>>

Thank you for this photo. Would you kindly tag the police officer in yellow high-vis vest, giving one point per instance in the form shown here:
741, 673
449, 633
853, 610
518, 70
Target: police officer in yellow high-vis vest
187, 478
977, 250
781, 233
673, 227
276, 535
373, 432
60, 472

<<
>>

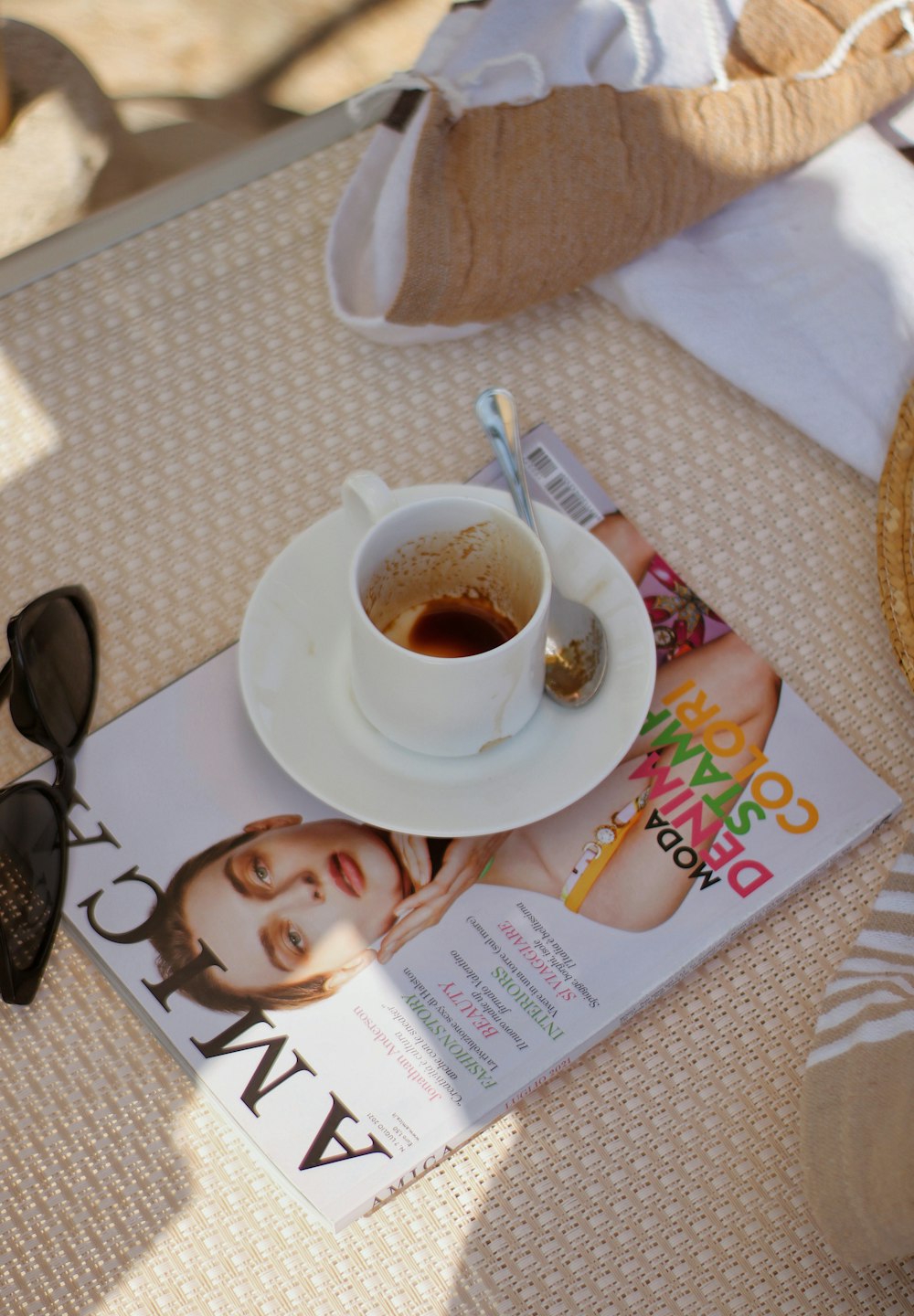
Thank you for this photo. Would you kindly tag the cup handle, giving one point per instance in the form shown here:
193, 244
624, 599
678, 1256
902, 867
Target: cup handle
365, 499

<<

◆ OBJECTIVE ◆
How many lines of the listing above contain the word "vest"? Reply with the number alone.

◆ REPLY TO THE EXERCISE ◆
2